[REQUIREMENT] Each line from the one that has "Query: stone turret" through the final line of the listing is to be written out exactly, and no other line is.

[AVAILABLE DATA]

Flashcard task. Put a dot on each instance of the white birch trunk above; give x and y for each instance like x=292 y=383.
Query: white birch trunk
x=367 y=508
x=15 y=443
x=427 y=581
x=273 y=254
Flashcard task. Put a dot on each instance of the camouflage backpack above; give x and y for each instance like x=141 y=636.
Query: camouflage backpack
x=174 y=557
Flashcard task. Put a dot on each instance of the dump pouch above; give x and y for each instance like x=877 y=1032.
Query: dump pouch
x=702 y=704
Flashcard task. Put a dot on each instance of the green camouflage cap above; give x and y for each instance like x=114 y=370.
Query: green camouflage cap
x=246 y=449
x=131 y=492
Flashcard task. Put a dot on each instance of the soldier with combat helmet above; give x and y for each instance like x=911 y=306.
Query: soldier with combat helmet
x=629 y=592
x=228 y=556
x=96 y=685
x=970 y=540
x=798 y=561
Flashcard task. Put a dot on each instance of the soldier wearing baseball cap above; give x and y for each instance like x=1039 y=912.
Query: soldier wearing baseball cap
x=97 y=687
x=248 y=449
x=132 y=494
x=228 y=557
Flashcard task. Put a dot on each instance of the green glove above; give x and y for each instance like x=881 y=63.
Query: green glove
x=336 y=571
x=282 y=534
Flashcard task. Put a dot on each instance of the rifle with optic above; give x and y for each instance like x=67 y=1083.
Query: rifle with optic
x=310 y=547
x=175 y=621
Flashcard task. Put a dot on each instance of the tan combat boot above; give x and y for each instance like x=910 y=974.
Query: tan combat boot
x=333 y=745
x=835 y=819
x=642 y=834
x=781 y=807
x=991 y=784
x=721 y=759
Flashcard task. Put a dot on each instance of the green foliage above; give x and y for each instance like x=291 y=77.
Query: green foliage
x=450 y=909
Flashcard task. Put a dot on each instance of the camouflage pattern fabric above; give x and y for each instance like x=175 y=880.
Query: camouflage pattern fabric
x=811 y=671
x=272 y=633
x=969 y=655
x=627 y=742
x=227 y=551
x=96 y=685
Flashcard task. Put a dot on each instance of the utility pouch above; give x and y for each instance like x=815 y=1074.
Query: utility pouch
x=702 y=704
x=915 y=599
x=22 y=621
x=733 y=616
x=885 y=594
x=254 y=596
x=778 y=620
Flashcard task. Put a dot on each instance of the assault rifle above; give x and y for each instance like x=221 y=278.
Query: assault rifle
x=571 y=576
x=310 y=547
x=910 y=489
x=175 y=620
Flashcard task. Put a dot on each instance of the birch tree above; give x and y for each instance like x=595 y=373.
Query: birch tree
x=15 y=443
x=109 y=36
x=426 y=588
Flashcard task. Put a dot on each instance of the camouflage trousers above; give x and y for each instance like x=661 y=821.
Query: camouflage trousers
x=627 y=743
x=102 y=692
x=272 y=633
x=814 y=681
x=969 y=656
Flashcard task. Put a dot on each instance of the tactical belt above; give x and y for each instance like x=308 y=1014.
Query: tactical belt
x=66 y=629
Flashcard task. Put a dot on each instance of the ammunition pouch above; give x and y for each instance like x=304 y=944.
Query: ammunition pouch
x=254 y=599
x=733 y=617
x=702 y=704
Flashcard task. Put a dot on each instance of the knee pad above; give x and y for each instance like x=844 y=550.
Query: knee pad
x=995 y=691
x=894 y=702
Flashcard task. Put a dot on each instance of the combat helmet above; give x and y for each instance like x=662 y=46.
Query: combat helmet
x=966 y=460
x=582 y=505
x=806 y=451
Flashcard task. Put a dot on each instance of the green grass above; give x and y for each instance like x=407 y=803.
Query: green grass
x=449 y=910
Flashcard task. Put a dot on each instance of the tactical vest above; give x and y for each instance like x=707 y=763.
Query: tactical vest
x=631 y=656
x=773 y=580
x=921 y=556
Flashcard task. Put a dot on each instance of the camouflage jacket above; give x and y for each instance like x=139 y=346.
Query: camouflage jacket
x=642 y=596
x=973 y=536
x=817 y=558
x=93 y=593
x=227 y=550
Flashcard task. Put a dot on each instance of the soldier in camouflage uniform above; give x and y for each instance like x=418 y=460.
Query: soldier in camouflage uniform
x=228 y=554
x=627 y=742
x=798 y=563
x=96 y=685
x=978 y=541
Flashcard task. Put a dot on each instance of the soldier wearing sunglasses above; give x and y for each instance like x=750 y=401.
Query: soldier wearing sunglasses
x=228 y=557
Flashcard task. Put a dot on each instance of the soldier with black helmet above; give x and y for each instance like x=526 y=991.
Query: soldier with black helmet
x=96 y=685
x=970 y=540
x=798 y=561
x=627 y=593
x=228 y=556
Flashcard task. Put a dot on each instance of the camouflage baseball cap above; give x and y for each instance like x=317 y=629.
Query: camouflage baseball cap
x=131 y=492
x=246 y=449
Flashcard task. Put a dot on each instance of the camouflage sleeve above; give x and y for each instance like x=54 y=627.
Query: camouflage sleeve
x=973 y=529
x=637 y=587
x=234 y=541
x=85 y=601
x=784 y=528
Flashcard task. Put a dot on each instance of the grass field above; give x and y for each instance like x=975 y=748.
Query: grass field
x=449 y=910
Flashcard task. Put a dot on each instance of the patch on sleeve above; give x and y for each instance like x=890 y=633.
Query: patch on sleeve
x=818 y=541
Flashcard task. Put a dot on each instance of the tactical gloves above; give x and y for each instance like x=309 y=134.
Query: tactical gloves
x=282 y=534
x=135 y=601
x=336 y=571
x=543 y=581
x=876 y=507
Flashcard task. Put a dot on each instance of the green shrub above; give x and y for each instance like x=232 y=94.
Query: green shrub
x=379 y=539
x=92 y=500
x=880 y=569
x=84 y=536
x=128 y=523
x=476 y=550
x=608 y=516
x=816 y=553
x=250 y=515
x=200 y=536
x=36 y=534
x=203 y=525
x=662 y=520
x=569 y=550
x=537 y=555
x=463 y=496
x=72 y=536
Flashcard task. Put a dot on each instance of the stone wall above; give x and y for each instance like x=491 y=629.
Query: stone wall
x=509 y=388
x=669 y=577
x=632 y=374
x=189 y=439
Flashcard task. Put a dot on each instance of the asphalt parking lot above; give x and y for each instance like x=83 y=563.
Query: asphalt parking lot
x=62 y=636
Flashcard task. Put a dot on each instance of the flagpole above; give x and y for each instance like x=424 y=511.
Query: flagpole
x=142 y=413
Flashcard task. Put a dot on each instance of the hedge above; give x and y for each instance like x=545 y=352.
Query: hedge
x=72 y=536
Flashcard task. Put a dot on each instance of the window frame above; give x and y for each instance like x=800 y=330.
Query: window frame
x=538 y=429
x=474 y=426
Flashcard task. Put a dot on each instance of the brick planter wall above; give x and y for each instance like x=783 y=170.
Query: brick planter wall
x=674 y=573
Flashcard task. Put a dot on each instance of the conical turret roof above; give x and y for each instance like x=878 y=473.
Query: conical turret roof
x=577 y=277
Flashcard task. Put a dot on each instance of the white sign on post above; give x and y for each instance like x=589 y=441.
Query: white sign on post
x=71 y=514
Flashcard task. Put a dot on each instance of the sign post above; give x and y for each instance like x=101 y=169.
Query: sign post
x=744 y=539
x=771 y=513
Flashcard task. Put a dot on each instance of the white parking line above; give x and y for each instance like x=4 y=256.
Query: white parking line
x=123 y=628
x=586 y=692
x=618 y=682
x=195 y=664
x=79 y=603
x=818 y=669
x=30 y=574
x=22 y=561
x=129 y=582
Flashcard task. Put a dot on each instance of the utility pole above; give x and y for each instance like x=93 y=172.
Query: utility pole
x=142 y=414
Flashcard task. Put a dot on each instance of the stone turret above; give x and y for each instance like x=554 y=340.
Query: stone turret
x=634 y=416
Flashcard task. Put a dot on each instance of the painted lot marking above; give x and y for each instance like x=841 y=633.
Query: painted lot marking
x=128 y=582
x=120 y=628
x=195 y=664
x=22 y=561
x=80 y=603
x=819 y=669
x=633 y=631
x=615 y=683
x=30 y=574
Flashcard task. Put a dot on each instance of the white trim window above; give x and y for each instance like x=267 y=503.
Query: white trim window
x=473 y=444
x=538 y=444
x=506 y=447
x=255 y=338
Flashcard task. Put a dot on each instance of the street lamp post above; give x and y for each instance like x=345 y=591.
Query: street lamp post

[EXERCISE RESULT]
Query: stone turret
x=634 y=416
Flashcard task. Put a dot on each instance of the painted lot marking above; give x and y for each instance like x=841 y=633.
Query: painted lot marking
x=128 y=582
x=120 y=628
x=195 y=664
x=22 y=561
x=80 y=603
x=819 y=669
x=633 y=631
x=615 y=683
x=30 y=574
Flashcard task. Put a dot on each instance of the white trim window above; give x and y for each instance like x=267 y=503.
Query: white trim window
x=473 y=444
x=538 y=444
x=506 y=447
x=255 y=338
Flashcard task. Put a dot on each instance of the street lamp post above; give x and y for each instance like x=345 y=591.
Query: street lamp post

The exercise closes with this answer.